> **About this exercise**: Restating the records exactly is the whole task.

Region pointing data:
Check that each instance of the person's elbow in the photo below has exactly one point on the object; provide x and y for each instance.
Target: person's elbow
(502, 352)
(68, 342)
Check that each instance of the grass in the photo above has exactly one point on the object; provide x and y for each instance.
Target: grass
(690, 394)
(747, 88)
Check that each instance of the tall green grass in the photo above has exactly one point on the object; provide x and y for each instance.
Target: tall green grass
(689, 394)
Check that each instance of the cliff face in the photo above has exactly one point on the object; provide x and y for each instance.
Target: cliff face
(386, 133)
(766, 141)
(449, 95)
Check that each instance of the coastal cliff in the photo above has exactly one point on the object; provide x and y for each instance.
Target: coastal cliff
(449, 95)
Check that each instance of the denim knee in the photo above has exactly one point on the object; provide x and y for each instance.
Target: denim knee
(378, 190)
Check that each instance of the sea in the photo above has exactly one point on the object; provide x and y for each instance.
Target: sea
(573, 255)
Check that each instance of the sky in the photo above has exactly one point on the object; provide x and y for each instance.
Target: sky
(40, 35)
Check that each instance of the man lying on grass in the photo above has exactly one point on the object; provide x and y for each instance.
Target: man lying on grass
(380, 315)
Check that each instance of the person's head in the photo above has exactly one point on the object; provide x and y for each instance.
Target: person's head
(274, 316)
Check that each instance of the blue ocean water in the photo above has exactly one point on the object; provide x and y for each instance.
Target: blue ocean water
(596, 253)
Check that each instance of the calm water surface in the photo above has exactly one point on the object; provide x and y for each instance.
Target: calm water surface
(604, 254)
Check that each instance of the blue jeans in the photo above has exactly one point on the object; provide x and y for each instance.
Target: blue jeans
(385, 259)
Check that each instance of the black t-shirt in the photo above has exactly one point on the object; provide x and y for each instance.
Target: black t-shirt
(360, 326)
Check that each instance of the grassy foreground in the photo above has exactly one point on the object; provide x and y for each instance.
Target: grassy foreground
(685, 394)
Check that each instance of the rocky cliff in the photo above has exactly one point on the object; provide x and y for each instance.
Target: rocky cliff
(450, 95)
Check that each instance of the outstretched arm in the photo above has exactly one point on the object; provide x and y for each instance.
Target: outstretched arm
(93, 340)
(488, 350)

> **Solution to this task**:
Check that each instance of the person's elbow in the photo below has exactly one point on the object; provide x and y for each instance.
Target: person's elbow
(502, 352)
(68, 342)
Check that each instance of the grass in the photo above has exactly one point on the object; provide x and y for each instance.
Target: grass
(690, 394)
(747, 88)
Check that each instance of the tall green grass in the photo above has exactly one point on the object; provide x and y for each instance.
Target: tall green grass
(689, 394)
Check that each instance of the cliff face in the photo above has exactly one point on the object; provide x and y for each instance.
Target: cliff face
(386, 133)
(766, 141)
(449, 95)
Check that each instance of the coastal cliff in the photo above has exactly one point on the object; provide x and y for each instance.
Target: coastal cliff
(449, 95)
Check that each instance of the denim knee in the photo above has exactly one point on the object; provide x and y for each instance.
Target: denim knee
(378, 190)
Check that each instance of the sea in the photo above has exactly one point on the object; provide x and y for each instance.
Target: sea
(573, 255)
Check that each instance of the sky in the photo above has exactly one point on the object; provide x and y for each instance.
Target: sky
(40, 35)
Check that each instance of the man lying on grass in the photo above has exactly one point on the object; provide x and y for each instance.
Target: man lying on grass
(380, 315)
Check that each instance of the person's head in the photo above has exactly one point on the object; provide x and y for each instance.
Target: person's head
(274, 316)
Check that each instance of the blue ocean water in the photo above has exactly one point on the object; provide x and y for each instance.
Target: blue ocean water
(596, 253)
Check that each instance of the calm water surface in the photo above has exactly one point on the object; provide x and y for each instance.
Target: calm water surface
(604, 254)
Check that each instance of the blue jeans in the photo above has exactly one point on the object; provide x and y for each instance.
Target: blue jeans
(385, 259)
Check that each instance of the black t-shirt in the photo above has exactly one point on the object; provide x and y for each instance.
Target: black t-shirt
(360, 326)
Check that each instance of the grassy foreground in the photo above has exactly one point on the object; provide x and y for each instance.
Target: grassy foreground
(685, 394)
Check that each instance of the rocky cliff in the photo above has exactly one point on the object; provide x and y for each instance.
Target: rocky cliff
(450, 95)
Check that each instance of the outstretched arm in the photo above has exactly one point on the object; provide x and y for each instance.
Target: outstretched arm
(93, 340)
(488, 350)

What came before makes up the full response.